TRECHO DO DOCUMENTO:

Muito interesante esse seu alerta. Nunca é demais estar atento aos passos da direita, principalmente em ano eleitoral. Texto claro, redondo.A análise criteriosa ajuda a esclarecer detalhes muitas vezes só percebidos por alguém ligado nos fatos. Li a íntegra do mesmo e estou repassando para outras leituras. Disseminar crimes hediondos como este é da maior importância para deixar o imaginário social mais atento quanto às traquinagens demotucanas desesperadas em reverter a realidade atual, favorável àslutas e conquistas dos trabahadores e demais setores sociais ávidos por democracia e liberdade, sem os preconceitos retrógrados, doentios e profundamente nocivos à nação.
Só uma correção. As organizações globais, tipo Cosa Nostra, NÃO se insurgem contra a participação de sindicatos no governo Lula. Apenas não gostam e não querem a participação de sindicatos de trabalhadores. Se forem representantes de sindicatos patronais, não haverá nenhum problema. Ou as famiglias Marinho, Frias, Mesquita, Civita & Sirotsky desaprovariam a participação de Kátia Abreu num eventual Governo Serra?!
Parabéns Miro por brindar-nos com mais uma reflexão pertinente e urgente.
Para quem sempre esteve no poder e com o controle da situação, vivenciar mudanças nessa lógica política, econômica e social, representa uma ousadia e um confronto direto com os interesses das elites.

REGISTROS DO CONJUNTO:
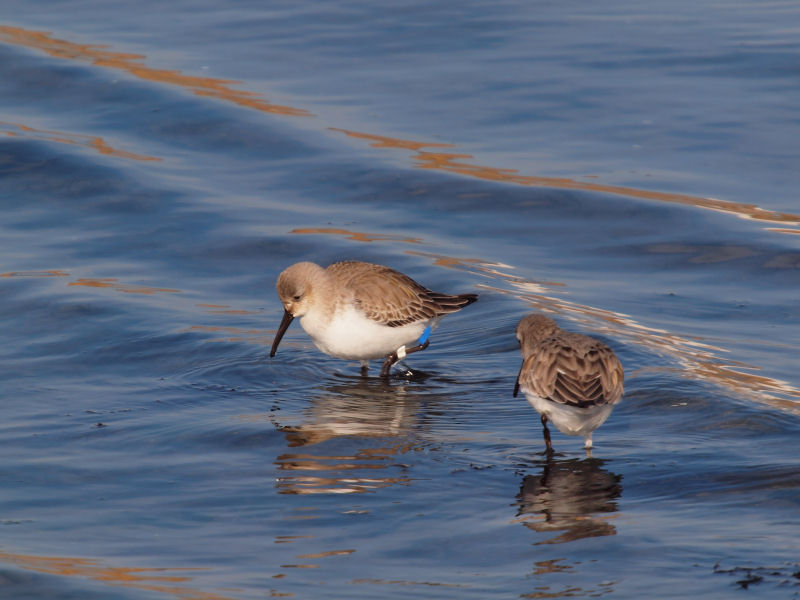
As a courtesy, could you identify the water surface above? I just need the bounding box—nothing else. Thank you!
[0,0,800,600]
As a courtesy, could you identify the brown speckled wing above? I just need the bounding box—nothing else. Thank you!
[326,261,477,327]
[519,333,624,407]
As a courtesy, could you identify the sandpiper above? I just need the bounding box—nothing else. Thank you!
[514,314,624,453]
[269,260,478,377]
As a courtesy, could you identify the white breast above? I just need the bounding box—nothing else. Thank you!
[300,307,427,360]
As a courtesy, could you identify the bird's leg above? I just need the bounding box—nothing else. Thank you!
[542,415,553,456]
[381,352,400,378]
[381,340,431,377]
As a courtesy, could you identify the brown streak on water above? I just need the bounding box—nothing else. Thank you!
[0,26,311,117]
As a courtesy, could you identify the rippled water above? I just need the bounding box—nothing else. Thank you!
[0,0,800,600]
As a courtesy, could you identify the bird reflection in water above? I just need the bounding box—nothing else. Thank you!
[276,377,430,494]
[517,458,622,544]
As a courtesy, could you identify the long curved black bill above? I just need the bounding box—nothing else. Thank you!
[514,360,525,398]
[269,310,294,358]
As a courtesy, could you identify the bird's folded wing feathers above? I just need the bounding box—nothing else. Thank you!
[520,338,624,407]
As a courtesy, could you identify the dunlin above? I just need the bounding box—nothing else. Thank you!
[514,314,624,452]
[269,261,478,377]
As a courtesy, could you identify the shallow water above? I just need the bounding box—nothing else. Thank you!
[0,0,800,600]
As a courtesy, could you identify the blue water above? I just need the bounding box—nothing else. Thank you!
[0,0,800,600]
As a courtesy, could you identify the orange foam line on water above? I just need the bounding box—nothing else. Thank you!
[331,128,800,233]
[0,26,311,117]
[289,227,422,244]
[67,277,180,295]
[0,269,69,277]
[0,552,231,600]
[0,121,161,161]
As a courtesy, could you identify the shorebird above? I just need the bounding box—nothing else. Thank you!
[514,314,624,453]
[269,260,478,377]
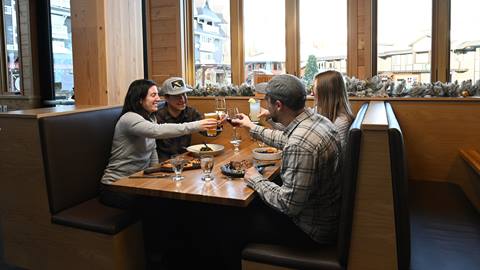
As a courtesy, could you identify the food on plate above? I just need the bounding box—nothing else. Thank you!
[254,147,278,154]
[162,158,200,169]
[228,159,253,171]
[200,146,213,152]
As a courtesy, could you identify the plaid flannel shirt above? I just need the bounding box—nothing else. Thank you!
[245,110,342,243]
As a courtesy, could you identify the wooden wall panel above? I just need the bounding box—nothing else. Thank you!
[105,0,144,105]
[147,0,183,84]
[70,0,108,105]
[71,0,143,105]
[348,0,375,79]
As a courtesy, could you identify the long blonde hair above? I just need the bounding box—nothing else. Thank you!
[313,70,354,122]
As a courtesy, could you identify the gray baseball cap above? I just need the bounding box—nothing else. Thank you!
[160,77,192,96]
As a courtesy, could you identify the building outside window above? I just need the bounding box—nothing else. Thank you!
[50,0,74,100]
[193,0,232,86]
[1,0,23,95]
[300,0,348,84]
[243,0,286,84]
[450,0,480,83]
[377,0,432,83]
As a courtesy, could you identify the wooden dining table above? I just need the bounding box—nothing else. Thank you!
[109,143,280,207]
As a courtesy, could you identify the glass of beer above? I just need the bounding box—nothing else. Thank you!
[204,112,217,137]
[200,155,215,182]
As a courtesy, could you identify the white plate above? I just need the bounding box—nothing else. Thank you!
[252,147,282,160]
[187,143,225,156]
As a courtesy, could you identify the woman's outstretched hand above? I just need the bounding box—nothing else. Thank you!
[258,107,270,118]
[200,118,217,130]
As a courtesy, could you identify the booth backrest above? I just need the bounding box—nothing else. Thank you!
[338,103,368,269]
[40,107,121,214]
[385,103,410,270]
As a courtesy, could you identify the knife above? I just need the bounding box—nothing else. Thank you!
[256,162,276,168]
[128,174,170,178]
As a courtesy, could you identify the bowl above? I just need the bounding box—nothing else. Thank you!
[252,147,282,160]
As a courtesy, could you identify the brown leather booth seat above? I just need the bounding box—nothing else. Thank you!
[386,103,480,270]
[40,108,137,235]
[242,103,368,270]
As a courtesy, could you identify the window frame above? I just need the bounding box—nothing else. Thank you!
[0,0,25,96]
[181,0,458,85]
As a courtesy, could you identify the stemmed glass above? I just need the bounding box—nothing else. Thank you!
[200,155,215,182]
[215,97,227,135]
[215,97,227,120]
[170,155,186,181]
[227,107,242,153]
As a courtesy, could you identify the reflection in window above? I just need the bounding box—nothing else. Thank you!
[377,0,434,83]
[3,0,22,95]
[193,0,232,86]
[450,0,480,83]
[243,0,285,83]
[50,0,73,99]
[300,0,347,85]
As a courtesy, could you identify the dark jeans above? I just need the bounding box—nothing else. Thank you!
[100,184,139,210]
[246,199,318,249]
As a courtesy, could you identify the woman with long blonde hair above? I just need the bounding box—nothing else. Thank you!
[313,70,355,146]
[258,70,355,148]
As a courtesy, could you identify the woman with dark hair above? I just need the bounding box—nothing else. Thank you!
[101,79,217,208]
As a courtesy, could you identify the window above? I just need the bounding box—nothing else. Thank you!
[1,0,23,95]
[243,0,285,83]
[193,0,232,86]
[450,0,480,83]
[300,0,347,84]
[50,0,73,99]
[377,0,432,83]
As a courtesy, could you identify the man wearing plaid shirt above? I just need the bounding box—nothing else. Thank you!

LISTA DE EXERCÍCIOS:
A) Repita um trecho dos comentários políticos. Comece nas palavras que contêm "Só uma correção." e pare depois de "interesses das elites.".
B) Por favor, dê continuidade aos comentários políticos a partir do ponto em que terminam.

RESPOSTAS POR TAREFA:
A)
Só uma correção. As organizações globais, tipo Cosa Nostra, NÃO se insurgem contra a participação de sindicatos no governo Lula. Apenas não gostam e não querem a participação de sindicatos de trabalhadores. Se forem representantes de sindicatos patronais, não haverá nenhum problema. Ou as famiglias Marinho, Frias, Mesquita, Civita & Sirotsky desaprovariam a participação de Kátia Abreu num eventual Governo Serra?!
Parabéns Miro por brindar-nos com mais uma reflexão pertinente e urgente.
Para quem sempre esteve no poder e com o controle da situação, vivenciar mudanças nessa lógica política, econômica e social, representa uma ousadia e um confronto direto com os interesses das elites.

B)
Tomando do Gramsci o conceito de intelectual orgânico, como todo aquele (a) que cumpre uma função organizadora na sociedade, [...] desde um tecnólogo ou um administrador de empresas até um dirigente sindical ou partidário.
Quando as elites estão atacando esse governo, que guarda as contradições inerentes de uma composição ampla e em certa medida desfocada das bandeiras históricas de esquerda estão atacando essa possibilidade de disputa contra hegemônica.
Durante esses quase oito anos de governo, militantes de vários setores da vida social e política, representando um jeito de pensar, de conceber, com orientações ideológicas e de visões de mundo distintas das elites, vem contribuindo para estimular a cultura de participação na vida pública, vem trazendo para a agenda do Estado questões que gravitavam apenas na pauta sindical e social.
Enfim, as elites temem esse empoderamento da classe trabalhadora. Ou como afirmava KARL MARX, saísse do momento/estágio/condição de classe em si para o momento/estágio/condição a condição de classe para si. A classe em si como uma percepção distorcida que os trabalhadores possuem, devido à massa ideológica formada pela classe hegemônica e difundida pelos mais diversos meios de comunicação, fazendo com que a sua visão de mundo se torne a visão de toda a sociedade. E a classe para si que é o seu reverso, sinalizando à realização da identidade entre os trabalhadores, que passam a se reconhecer como pertencentes a um mesmo grupo de explorados, aqueles que não adianta o quanto trabalhem, terão sua renda decrescida ao ponto dos universais metafísicos do capital, bem como a legislação pseudoneutra, não mais poderem iludi-los.
Vamos a lutta, arregaçar as mangas e eleger um Congresso Nacional que dialogue com nossas aspirações, articulada com a eleição da candidata Dilma e demais governadores comprometidos com essa tomada de consciencia de classe "para si".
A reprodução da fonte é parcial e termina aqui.